* Material provided *
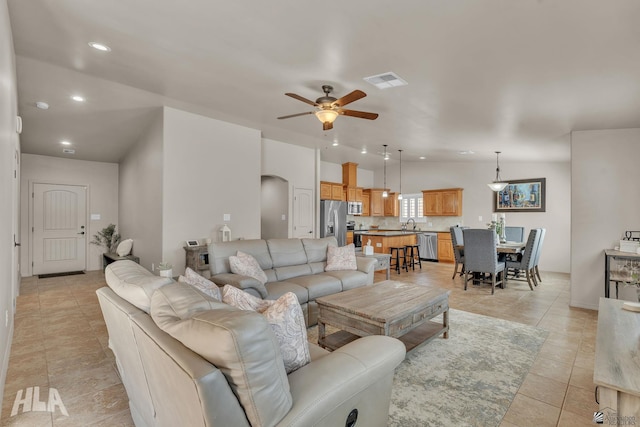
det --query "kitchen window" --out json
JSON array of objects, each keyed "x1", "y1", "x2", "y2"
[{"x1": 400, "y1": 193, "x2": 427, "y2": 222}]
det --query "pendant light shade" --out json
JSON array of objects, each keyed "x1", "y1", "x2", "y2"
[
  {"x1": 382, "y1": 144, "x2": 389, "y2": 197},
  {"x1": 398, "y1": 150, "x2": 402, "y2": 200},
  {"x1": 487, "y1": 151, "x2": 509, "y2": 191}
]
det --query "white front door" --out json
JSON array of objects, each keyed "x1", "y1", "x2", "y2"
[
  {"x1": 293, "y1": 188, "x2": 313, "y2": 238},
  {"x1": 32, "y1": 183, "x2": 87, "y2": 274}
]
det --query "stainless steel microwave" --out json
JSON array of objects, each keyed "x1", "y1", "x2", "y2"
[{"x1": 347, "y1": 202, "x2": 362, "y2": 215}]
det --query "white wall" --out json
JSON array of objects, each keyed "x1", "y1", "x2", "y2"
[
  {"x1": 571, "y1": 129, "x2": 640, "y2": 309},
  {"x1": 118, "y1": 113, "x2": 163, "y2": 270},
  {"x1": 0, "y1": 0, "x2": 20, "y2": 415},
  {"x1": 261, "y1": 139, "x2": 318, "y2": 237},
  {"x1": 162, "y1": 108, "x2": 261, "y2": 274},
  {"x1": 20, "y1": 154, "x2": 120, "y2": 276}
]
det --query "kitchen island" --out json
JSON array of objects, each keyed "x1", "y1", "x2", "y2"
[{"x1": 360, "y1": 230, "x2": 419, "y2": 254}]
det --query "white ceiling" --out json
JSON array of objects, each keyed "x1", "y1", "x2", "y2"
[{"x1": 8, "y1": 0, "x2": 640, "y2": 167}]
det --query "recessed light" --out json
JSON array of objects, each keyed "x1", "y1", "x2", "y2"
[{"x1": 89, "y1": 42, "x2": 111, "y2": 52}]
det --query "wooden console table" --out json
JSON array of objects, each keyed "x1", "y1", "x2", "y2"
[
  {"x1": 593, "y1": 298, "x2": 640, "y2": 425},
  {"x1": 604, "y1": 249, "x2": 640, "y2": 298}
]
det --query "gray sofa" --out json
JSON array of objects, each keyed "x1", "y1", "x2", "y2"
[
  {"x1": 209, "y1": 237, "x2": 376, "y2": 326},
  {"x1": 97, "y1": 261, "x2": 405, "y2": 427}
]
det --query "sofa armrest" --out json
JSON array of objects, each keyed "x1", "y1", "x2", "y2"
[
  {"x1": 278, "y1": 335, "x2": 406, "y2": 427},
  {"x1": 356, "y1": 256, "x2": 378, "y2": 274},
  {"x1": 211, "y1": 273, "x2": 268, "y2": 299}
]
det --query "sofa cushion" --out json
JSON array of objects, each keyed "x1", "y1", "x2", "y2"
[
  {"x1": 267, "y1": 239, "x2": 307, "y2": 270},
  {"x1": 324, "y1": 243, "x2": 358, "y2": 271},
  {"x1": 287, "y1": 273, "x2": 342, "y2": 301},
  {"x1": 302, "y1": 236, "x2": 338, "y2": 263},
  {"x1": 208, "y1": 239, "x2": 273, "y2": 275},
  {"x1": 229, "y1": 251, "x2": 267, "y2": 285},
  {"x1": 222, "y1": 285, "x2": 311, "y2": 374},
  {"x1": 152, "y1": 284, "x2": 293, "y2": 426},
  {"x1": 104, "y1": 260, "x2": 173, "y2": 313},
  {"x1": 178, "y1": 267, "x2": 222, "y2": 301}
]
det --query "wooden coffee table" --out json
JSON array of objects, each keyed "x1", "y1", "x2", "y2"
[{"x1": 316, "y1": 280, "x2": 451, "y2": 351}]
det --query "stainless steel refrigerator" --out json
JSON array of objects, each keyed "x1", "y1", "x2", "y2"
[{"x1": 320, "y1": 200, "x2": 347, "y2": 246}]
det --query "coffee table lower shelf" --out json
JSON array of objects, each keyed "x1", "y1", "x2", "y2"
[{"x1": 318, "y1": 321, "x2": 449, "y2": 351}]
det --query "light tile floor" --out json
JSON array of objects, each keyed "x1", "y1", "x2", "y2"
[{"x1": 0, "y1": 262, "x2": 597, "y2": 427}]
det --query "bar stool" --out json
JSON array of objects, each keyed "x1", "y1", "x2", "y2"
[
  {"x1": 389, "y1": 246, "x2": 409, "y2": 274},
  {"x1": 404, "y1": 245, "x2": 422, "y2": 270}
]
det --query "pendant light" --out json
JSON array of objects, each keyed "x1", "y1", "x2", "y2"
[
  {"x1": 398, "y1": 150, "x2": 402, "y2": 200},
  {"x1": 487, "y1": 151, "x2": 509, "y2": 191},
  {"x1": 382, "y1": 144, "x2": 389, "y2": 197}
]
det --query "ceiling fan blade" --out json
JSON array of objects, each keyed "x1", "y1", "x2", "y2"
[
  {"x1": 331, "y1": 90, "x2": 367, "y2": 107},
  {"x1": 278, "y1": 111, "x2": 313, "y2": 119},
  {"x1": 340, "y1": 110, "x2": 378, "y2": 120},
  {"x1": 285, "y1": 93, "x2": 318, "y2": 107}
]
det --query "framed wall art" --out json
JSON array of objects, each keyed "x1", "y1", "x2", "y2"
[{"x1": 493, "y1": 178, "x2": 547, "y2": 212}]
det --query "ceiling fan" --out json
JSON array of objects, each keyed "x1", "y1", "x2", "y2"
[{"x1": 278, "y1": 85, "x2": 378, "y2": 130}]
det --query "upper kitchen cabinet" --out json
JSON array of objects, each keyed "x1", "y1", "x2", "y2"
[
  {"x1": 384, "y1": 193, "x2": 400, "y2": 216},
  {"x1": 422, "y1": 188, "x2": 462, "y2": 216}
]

* Task objective *
Locate every line in the entries that contains the string "kitchen", matching case exactly, and copy each of those lines.

* Result *
det --query "kitchen window" --out json
det --query "kitchen island" --out json
det --query "upper kitchen cabinet" --out json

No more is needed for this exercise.